## About this task
Scan the data beneath this task and copy each line that includes "negative".

═════ Excerpted records

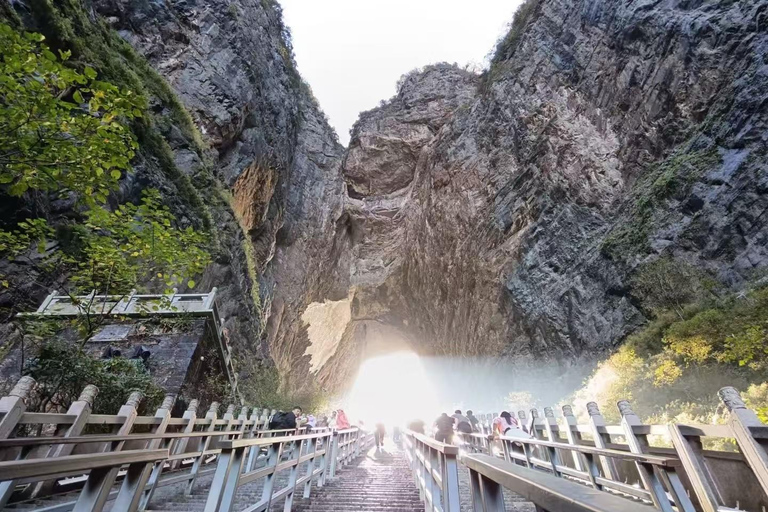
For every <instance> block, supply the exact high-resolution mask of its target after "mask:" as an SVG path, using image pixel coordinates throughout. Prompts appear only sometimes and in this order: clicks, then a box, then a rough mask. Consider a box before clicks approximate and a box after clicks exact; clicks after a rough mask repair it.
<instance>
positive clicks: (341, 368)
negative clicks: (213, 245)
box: [93, 0, 768, 390]
mask: <svg viewBox="0 0 768 512" xmlns="http://www.w3.org/2000/svg"><path fill="white" fill-rule="evenodd" d="M93 6H94V8H95V11H96V12H98V13H99V14H100V15H102V16H103V17H105V19H108V20H109V22H110V23H111V25H112V27H114V28H115V29H116V30H117V31H118V32H119V34H120V35H121V36H122V37H123V38H124V39H125V40H126V41H128V42H129V43H130V44H131V45H132V46H133V47H134V48H135V49H137V50H138V52H139V53H141V54H142V55H143V56H144V57H146V59H147V60H148V61H149V63H150V64H151V65H152V67H153V68H154V69H156V70H157V71H158V72H159V73H160V74H162V76H163V77H165V78H166V79H167V80H168V82H169V83H170V85H171V87H172V88H173V90H174V91H175V93H176V94H177V95H178V96H179V97H180V99H181V100H182V102H183V104H184V105H185V106H186V107H187V109H188V110H189V111H190V113H191V115H192V117H193V119H194V121H195V123H196V124H197V126H198V127H199V128H200V130H201V132H202V133H203V136H204V138H206V139H207V141H208V142H210V144H211V146H212V148H213V151H212V152H211V155H210V157H211V159H212V160H213V166H214V168H215V173H216V177H217V178H218V180H219V181H220V182H222V183H223V184H224V185H225V187H224V188H226V189H227V190H228V191H229V193H225V194H224V195H226V196H231V198H229V205H227V204H226V203H225V202H224V200H222V199H221V198H220V197H218V192H216V191H215V190H214V188H215V187H213V186H211V188H210V189H208V190H201V191H200V192H201V195H203V196H206V204H207V205H208V206H209V207H210V210H211V213H212V216H213V224H214V225H215V226H216V227H217V229H218V235H219V239H220V241H221V251H220V254H219V255H218V258H217V260H216V262H215V263H214V264H213V265H212V266H211V268H210V269H209V271H208V273H207V275H206V276H205V278H204V279H202V280H200V284H199V287H201V288H206V289H207V288H210V287H212V286H217V287H219V289H220V290H221V303H220V309H221V311H222V315H223V317H224V318H225V327H226V328H227V332H228V333H229V336H230V338H231V340H230V341H231V342H232V344H233V345H234V346H235V347H236V349H238V348H239V349H240V350H242V351H243V352H242V353H243V354H251V353H254V352H260V355H261V356H266V355H267V354H269V355H270V356H271V357H272V358H273V359H274V360H275V362H276V364H277V366H278V368H279V369H280V371H281V373H282V375H283V376H284V377H285V378H286V384H288V385H289V386H290V387H291V388H294V389H300V388H306V387H310V385H311V384H312V383H313V382H320V383H321V384H322V385H323V386H324V387H326V388H327V389H331V390H337V389H340V388H341V387H343V385H344V384H347V383H348V382H349V379H350V378H351V376H352V375H353V374H354V371H355V370H356V368H357V363H358V360H359V358H360V356H361V354H362V353H363V352H364V350H365V344H364V343H362V341H363V340H365V339H366V337H368V336H370V334H371V332H372V331H377V332H379V333H390V332H391V330H394V331H397V332H398V333H399V334H398V336H402V337H404V338H407V339H409V340H411V344H412V345H413V346H414V348H416V349H417V350H419V351H422V352H424V353H430V354H447V355H452V356H494V357H495V356H507V357H514V358H517V359H523V360H526V359H529V358H533V359H553V360H558V361H572V360H574V359H577V358H580V357H589V356H590V355H594V354H596V353H598V352H600V351H603V350H606V349H610V348H611V347H614V346H615V345H616V344H617V343H619V342H621V340H622V339H623V338H624V337H625V336H626V335H627V334H628V333H629V332H631V331H632V330H633V329H635V328H636V327H637V326H638V325H640V324H641V323H642V322H643V321H644V320H645V319H644V317H643V315H642V313H641V311H640V310H639V309H638V308H637V305H636V302H635V301H634V299H633V297H632V295H631V291H630V289H629V287H628V283H629V279H630V276H631V274H632V271H633V269H634V268H636V267H637V265H639V264H642V263H643V262H645V261H649V260H651V259H653V258H656V257H658V255H660V254H672V255H674V256H675V257H676V258H680V259H684V260H686V261H688V262H690V263H692V264H695V265H697V266H700V267H704V268H707V269H709V270H711V271H712V272H714V273H715V274H716V275H717V276H718V277H719V278H720V279H721V280H722V281H724V282H726V283H727V284H729V285H732V286H738V285H739V284H740V283H741V282H743V281H745V280H747V279H749V278H750V277H751V275H752V274H753V273H754V271H755V270H758V269H762V268H764V267H765V266H766V263H768V249H767V248H766V247H767V246H768V244H766V242H767V240H766V238H767V237H768V227H767V224H766V222H765V212H766V211H768V172H767V171H768V167H767V165H766V163H765V158H766V133H768V131H766V127H767V123H768V109H766V101H767V100H766V98H768V85H767V84H768V80H766V78H768V76H767V75H768V67H767V66H766V63H765V57H764V56H765V55H768V33H767V32H766V30H767V27H768V0H743V1H740V2H732V1H716V0H670V1H665V2H659V1H655V2H650V1H648V0H629V1H619V0H528V2H527V3H526V4H525V5H524V6H523V7H522V8H521V11H520V12H521V14H520V15H519V16H518V18H517V19H516V21H515V23H514V24H513V27H512V30H511V31H510V33H509V34H508V35H507V36H506V38H504V40H503V41H502V42H501V43H500V45H499V48H498V50H497V53H496V56H495V57H494V59H493V61H492V65H491V68H490V70H489V71H488V72H487V73H485V74H484V75H483V76H477V75H475V74H473V73H470V72H467V71H464V70H461V69H457V68H456V67H453V66H450V65H445V64H438V65H433V66H429V67H427V68H425V69H424V70H422V71H420V72H415V73H411V74H409V75H407V76H406V77H404V79H403V81H402V83H401V86H400V88H399V91H398V94H397V95H396V96H395V97H394V98H392V99H391V100H389V101H388V102H386V103H385V104H383V105H382V106H381V107H379V108H376V109H373V110H371V111H369V112H365V113H362V114H361V116H360V119H359V121H358V122H357V124H356V125H355V127H354V131H353V136H352V140H351V142H350V145H349V148H348V149H347V151H346V153H344V149H343V148H342V147H341V146H340V145H339V144H338V142H337V141H336V138H335V134H334V133H333V131H332V130H331V128H330V127H329V126H328V123H327V122H326V121H325V118H324V116H323V114H322V112H321V111H320V109H319V107H318V106H317V104H316V103H315V101H314V99H313V98H312V95H311V92H310V91H309V89H308V87H307V86H306V85H305V84H303V82H302V80H301V78H300V77H299V75H298V73H297V72H296V70H295V66H294V63H293V60H292V56H291V48H290V43H289V39H288V38H287V34H286V29H285V27H284V26H283V24H282V21H281V16H280V8H279V6H278V5H277V4H276V3H275V2H274V0H234V1H232V2H225V1H224V0H172V1H169V2H165V3H156V2H155V3H153V2H149V3H147V2H131V1H119V0H95V2H94V4H93ZM158 108H162V105H160V106H158ZM177 131H178V130H177V129H176V128H175V127H174V126H170V127H167V129H166V133H164V135H165V137H166V139H167V140H168V141H169V143H170V145H171V148H172V149H173V154H174V159H175V163H176V165H177V166H178V167H179V168H180V169H181V170H182V171H183V172H184V173H186V174H188V175H189V176H194V175H195V174H196V173H198V172H199V170H200V169H201V168H202V167H203V166H204V165H205V162H204V161H203V157H202V156H201V155H200V154H199V153H197V152H195V151H192V150H191V149H190V147H189V141H187V140H184V137H183V136H181V135H180V134H178V133H177ZM147 166H148V167H151V165H149V163H147ZM139 167H141V166H139ZM139 170H140V169H139ZM146 174H147V172H145V173H144V174H142V173H141V172H137V176H138V177H137V178H135V183H127V184H126V189H127V192H126V193H127V194H130V193H131V189H138V188H141V187H142V186H145V185H146V182H147V181H149V182H150V183H152V179H148V178H147V179H144V178H146V176H145V175H146ZM142 177H143V178H142ZM142 179H143V181H142ZM168 200H169V202H175V203H178V204H176V206H177V207H178V208H176V210H179V209H180V211H185V210H184V204H183V200H181V199H179V197H177V196H176V195H173V194H170V193H169V194H168ZM190 215H191V213H190ZM238 224H239V225H238ZM241 228H242V231H243V232H244V233H245V236H243V234H242V233H241ZM257 274H258V275H259V276H260V277H259V279H258V281H259V283H258V284H259V289H258V290H256V292H257V293H252V292H253V291H254V290H255V288H254V286H256V284H255V283H254V279H253V277H254V276H255V275H257ZM252 295H258V296H259V297H260V300H259V301H258V302H259V304H255V303H254V301H253V300H252V299H251V296H252ZM267 313H269V314H268V317H269V321H268V325H267V331H266V334H265V335H264V336H263V337H261V336H260V335H259V333H260V327H259V321H258V320H257V319H258V318H259V317H260V316H267ZM388 335H389V334H382V335H381V336H384V337H386V336H388ZM262 340H266V345H265V346H259V345H260V344H261V343H262ZM308 374H309V377H308ZM243 377H245V378H247V375H246V376H243Z"/></svg>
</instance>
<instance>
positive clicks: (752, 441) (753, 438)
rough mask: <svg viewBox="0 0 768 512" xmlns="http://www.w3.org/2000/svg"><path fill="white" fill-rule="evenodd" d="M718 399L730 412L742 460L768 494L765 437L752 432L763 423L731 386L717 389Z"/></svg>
mask: <svg viewBox="0 0 768 512" xmlns="http://www.w3.org/2000/svg"><path fill="white" fill-rule="evenodd" d="M718 395H719V396H720V400H721V401H722V402H723V404H724V405H725V406H726V408H727V409H728V411H729V412H730V413H731V414H730V416H731V417H730V420H729V424H730V427H731V430H732V431H733V434H734V437H735V438H736V443H737V444H738V445H739V450H740V451H741V453H742V454H743V455H744V460H745V461H746V463H747V465H748V466H749V467H750V469H751V470H752V472H753V473H754V475H755V478H756V479H757V481H758V482H759V483H760V487H762V489H763V492H764V493H766V495H768V453H767V452H766V444H765V443H766V441H765V439H761V440H758V439H756V438H755V436H754V435H753V434H752V428H756V429H764V428H765V425H764V424H763V422H762V421H760V418H758V417H757V414H755V412H754V411H752V410H751V409H747V406H746V405H745V404H744V401H743V400H742V399H741V395H740V394H739V392H738V391H737V390H736V388H733V387H730V386H729V387H725V388H722V389H721V390H720V391H718Z"/></svg>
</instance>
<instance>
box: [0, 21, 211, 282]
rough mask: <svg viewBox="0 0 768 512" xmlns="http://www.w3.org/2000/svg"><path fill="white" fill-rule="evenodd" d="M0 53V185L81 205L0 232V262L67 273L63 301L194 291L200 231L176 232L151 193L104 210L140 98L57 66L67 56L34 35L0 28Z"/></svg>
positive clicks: (112, 187) (8, 190)
mask: <svg viewBox="0 0 768 512" xmlns="http://www.w3.org/2000/svg"><path fill="white" fill-rule="evenodd" d="M0 48H1V49H2V58H1V59H0V186H2V187H3V190H4V191H5V192H6V193H7V194H10V195H15V196H20V195H23V194H25V193H28V192H31V191H39V192H43V193H56V194H66V195H72V196H74V198H75V199H76V200H77V201H78V203H79V204H81V205H83V206H84V208H85V209H84V210H82V209H81V210H78V211H77V212H75V213H78V214H79V215H78V217H77V220H76V222H74V223H72V222H71V221H63V222H62V221H60V222H59V224H58V225H56V226H51V225H49V223H48V221H47V220H46V219H43V218H38V219H27V220H25V221H22V222H20V223H19V224H18V226H16V228H15V229H12V230H0V255H2V256H5V257H9V258H14V259H17V260H25V259H26V260H27V261H28V262H30V263H34V266H35V267H38V268H42V269H43V270H46V271H47V272H48V273H49V274H52V275H65V276H68V277H69V287H68V290H67V291H68V292H70V293H71V294H73V295H74V294H78V293H84V292H85V293H87V292H90V291H91V290H97V291H99V292H103V293H105V294H106V293H111V294H121V293H126V292H128V291H129V290H131V289H132V288H141V287H155V288H156V287H157V286H165V287H167V288H170V287H171V286H174V285H178V284H182V283H183V284H186V285H188V286H190V287H194V285H195V283H194V281H193V280H192V277H193V276H194V275H196V274H198V273H200V272H201V271H202V270H203V269H204V268H205V266H206V265H207V264H208V263H209V262H210V257H209V255H208V253H207V251H206V250H205V248H206V245H207V241H208V236H207V234H205V233H198V232H195V231H194V230H192V228H186V229H180V228H179V227H177V226H176V219H175V217H174V216H173V215H172V214H171V212H170V211H169V209H168V207H166V206H164V205H162V200H161V197H160V194H159V193H158V192H157V191H154V190H145V191H144V195H143V198H142V201H141V203H140V204H132V203H126V204H122V205H120V206H118V207H117V208H113V209H110V208H108V207H106V206H105V204H106V202H107V198H108V195H109V193H110V192H112V191H114V190H115V189H116V188H117V185H118V181H119V180H120V178H121V176H122V175H123V174H124V173H125V172H127V171H128V170H130V161H131V158H133V156H134V149H135V148H136V140H135V136H134V134H133V133H132V132H131V130H130V129H129V128H128V127H127V126H126V124H125V123H126V122H127V121H130V120H131V119H133V118H135V117H138V116H141V115H142V110H143V109H144V108H145V103H146V101H145V100H144V98H143V97H141V96H138V95H136V94H133V93H132V92H131V91H129V90H125V89H123V90H121V89H119V88H117V87H115V86H114V85H112V84H109V83H107V82H102V81H98V80H96V76H97V75H96V72H95V71H94V70H93V69H92V68H89V67H85V69H84V71H83V72H82V73H80V72H78V71H76V70H74V69H72V68H70V67H67V66H66V65H65V61H66V60H67V59H68V57H69V54H68V53H67V52H60V59H59V58H57V57H56V56H55V55H54V54H53V52H51V51H50V50H49V48H48V47H47V46H46V45H45V44H44V43H43V36H41V35H39V34H30V33H25V34H23V35H22V34H19V33H17V32H16V31H14V30H13V29H11V28H10V27H8V26H7V25H2V24H0ZM61 233H65V234H66V236H64V237H63V238H62V237H60V236H58V235H60V234H61ZM54 235H57V236H56V238H58V239H57V240H54V241H52V242H53V243H49V240H50V239H51V238H54ZM3 281H4V282H3V284H5V285H6V286H10V283H9V282H8V279H4V280H3Z"/></svg>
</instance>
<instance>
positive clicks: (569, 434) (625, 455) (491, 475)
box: [456, 388, 768, 512]
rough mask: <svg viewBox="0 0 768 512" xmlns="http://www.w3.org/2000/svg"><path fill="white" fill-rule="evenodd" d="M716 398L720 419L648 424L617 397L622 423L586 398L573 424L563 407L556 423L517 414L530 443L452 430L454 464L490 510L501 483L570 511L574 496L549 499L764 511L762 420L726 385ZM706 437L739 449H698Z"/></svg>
mask: <svg viewBox="0 0 768 512" xmlns="http://www.w3.org/2000/svg"><path fill="white" fill-rule="evenodd" d="M720 398H721V400H722V401H723V404H724V405H725V406H726V409H727V410H728V411H729V412H730V417H729V421H728V423H727V424H724V425H645V424H643V423H642V422H641V421H640V418H639V417H638V416H637V415H636V414H635V413H634V412H633V411H632V408H631V406H630V404H629V402H627V401H625V400H622V401H620V402H619V403H618V404H617V406H618V410H619V412H620V414H621V422H620V424H619V425H608V424H606V422H605V420H604V419H603V416H602V415H601V414H600V411H599V409H598V407H597V404H595V403H594V402H591V403H589V404H587V411H586V412H587V417H588V423H586V424H579V423H578V422H577V420H576V418H575V416H574V414H573V410H572V408H571V407H570V406H564V407H563V409H562V411H563V415H562V418H561V420H560V421H559V422H558V420H557V419H556V418H555V415H554V411H553V410H552V409H551V408H545V409H544V415H543V417H540V416H539V413H538V410H536V409H531V410H530V411H529V412H530V415H526V414H525V413H524V412H523V411H520V412H518V419H519V420H520V422H521V423H522V424H523V425H524V428H525V430H526V431H527V432H530V434H531V439H524V438H521V437H512V436H510V437H504V436H501V437H499V436H492V435H488V434H481V433H474V434H461V433H457V434H456V439H457V444H458V445H459V446H461V448H462V451H463V454H462V456H461V457H460V461H461V462H463V463H465V465H467V466H468V467H469V468H470V471H471V477H470V480H471V482H472V486H473V492H475V493H479V494H477V496H475V497H474V498H473V499H474V502H473V503H474V506H475V509H476V510H493V511H496V510H503V509H502V508H497V505H498V500H502V501H503V497H502V495H501V494H499V492H500V491H498V489H496V486H497V485H501V486H502V487H508V488H510V489H512V490H514V491H515V492H518V493H520V494H522V495H523V496H527V497H529V499H531V501H533V502H534V503H535V504H536V505H537V506H539V508H540V509H541V510H575V509H576V508H569V507H575V506H576V505H574V504H573V503H571V502H567V501H566V502H564V503H571V504H570V505H563V504H562V503H559V502H558V500H556V499H555V500H554V501H552V497H553V496H556V495H558V493H562V492H566V491H565V490H564V489H568V492H570V493H572V495H571V498H573V497H574V496H582V497H583V499H584V500H585V501H584V503H582V505H584V506H585V507H586V506H587V505H588V504H589V505H590V506H591V505H594V506H595V507H596V508H594V509H591V508H590V509H588V510H614V509H613V508H611V507H614V506H615V503H614V498H615V497H621V498H620V499H625V498H626V497H629V498H632V499H633V500H635V501H636V502H637V501H638V500H639V502H640V503H645V504H646V508H654V509H658V510H665V511H671V510H673V509H676V510H679V511H693V510H702V511H705V512H718V511H725V510H756V511H760V510H763V509H764V508H765V507H768V454H767V452H766V448H767V447H768V441H766V440H767V439H768V426H766V425H764V424H763V423H762V422H760V420H759V419H758V418H757V415H756V414H755V413H754V412H753V411H751V410H749V409H747V408H746V407H745V405H744V403H743V401H742V400H741V398H740V397H739V394H738V392H737V391H736V390H735V389H733V388H723V389H722V390H721V391H720ZM483 419H484V417H483V416H482V415H481V422H482V421H483ZM488 427H490V424H488ZM710 440H712V441H715V440H717V441H720V442H721V444H722V442H723V441H724V440H725V442H729V441H733V442H734V444H735V446H736V447H737V448H738V451H722V450H711V449H710V450H706V449H704V447H705V446H706V445H707V444H708V441H710ZM710 444H711V443H710ZM488 456H492V458H489V457H488ZM499 459H503V460H499ZM534 471H535V473H536V474H534V473H533V472H534ZM543 473H546V475H544V476H542V475H540V474H543ZM496 478H498V479H497V480H494V479H496ZM552 478H555V479H557V480H558V481H562V482H565V483H557V484H555V483H553V482H555V481H554V480H552ZM494 482H495V483H494ZM547 485H550V487H551V488H550V489H549V492H547V490H546V489H547ZM573 485H577V486H581V487H582V488H587V489H589V492H587V491H584V490H581V491H579V490H578V489H577V488H574V487H573ZM604 491H610V493H611V494H612V496H611V498H605V499H603V498H599V496H600V495H607V493H606V492H604ZM596 493H597V494H596ZM577 501H578V500H577ZM625 501H626V502H627V503H629V502H630V500H625ZM558 503H559V504H558ZM548 506H550V507H554V508H551V509H550V508H547V507H548ZM579 506H581V505H579ZM626 506H629V505H626ZM600 507H603V508H600ZM606 507H607V508H606ZM622 507H624V505H622ZM585 510H587V508H585ZM622 510H623V508H622Z"/></svg>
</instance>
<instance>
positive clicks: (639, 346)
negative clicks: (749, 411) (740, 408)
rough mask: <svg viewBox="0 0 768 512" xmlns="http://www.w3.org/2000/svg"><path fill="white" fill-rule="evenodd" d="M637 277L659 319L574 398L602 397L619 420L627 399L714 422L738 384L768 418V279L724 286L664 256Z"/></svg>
mask: <svg viewBox="0 0 768 512" xmlns="http://www.w3.org/2000/svg"><path fill="white" fill-rule="evenodd" d="M635 283H636V286H637V287H638V292H639V295H640V296H641V297H642V298H643V304H644V305H645V307H646V308H648V311H649V313H650V314H651V315H652V316H653V319H652V320H651V321H650V322H649V323H648V324H647V325H646V326H645V327H643V328H641V329H639V330H638V331H636V332H635V333H634V334H632V335H630V336H629V337H628V338H627V340H626V341H625V343H624V344H623V345H622V346H621V348H619V349H618V350H617V351H616V352H615V353H614V354H613V355H612V356H611V357H609V358H608V359H607V360H605V361H603V362H602V363H600V364H599V366H598V368H597V369H596V370H595V372H594V374H593V375H592V376H591V377H590V378H589V379H588V380H587V381H586V382H585V384H584V387H583V388H582V389H581V390H579V391H578V392H577V393H576V394H575V395H574V396H573V397H572V398H571V401H573V402H574V403H576V404H579V405H583V404H584V403H586V402H589V401H592V400H595V401H597V402H598V404H599V405H600V406H601V410H602V411H603V412H604V414H605V416H606V417H607V418H609V419H611V420H619V419H620V418H619V415H618V411H617V409H616V407H615V404H616V402H617V401H619V400H622V399H626V400H629V401H630V402H632V405H633V409H634V410H635V412H637V413H638V414H639V415H640V416H641V417H644V418H646V419H647V420H648V421H649V422H656V423H668V422H682V423H685V422H690V421H698V422H704V423H712V422H717V421H719V418H720V416H721V414H720V413H721V411H720V409H719V408H720V407H721V405H720V403H719V401H718V400H717V391H718V389H720V388H721V387H723V386H727V385H730V386H735V387H737V388H738V389H740V390H741V391H742V392H743V395H744V397H745V400H746V401H747V402H748V405H749V406H750V407H752V408H754V409H756V410H757V411H758V413H759V414H760V415H761V417H762V418H763V419H764V420H768V377H767V375H768V345H767V344H766V336H768V284H767V283H766V281H765V279H764V278H763V279H756V280H755V282H754V284H752V285H750V286H748V287H746V288H745V289H743V290H741V291H738V292H724V291H723V290H722V289H719V290H718V289H717V288H716V287H715V283H714V281H713V280H712V278H711V277H710V276H708V275H707V274H705V273H704V272H702V271H701V270H699V269H696V268H693V267H691V266H690V265H687V264H685V263H682V262H679V261H674V260H671V259H667V258H663V259H660V260H657V261H656V262H654V263H651V264H649V265H646V266H645V267H642V268H641V269H640V270H639V271H638V273H637V275H636V281H635ZM577 409H578V410H582V409H583V407H578V408H577Z"/></svg>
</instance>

══════════

## Output
negative clicks: (213, 245)
negative clicks: (749, 411) (740, 408)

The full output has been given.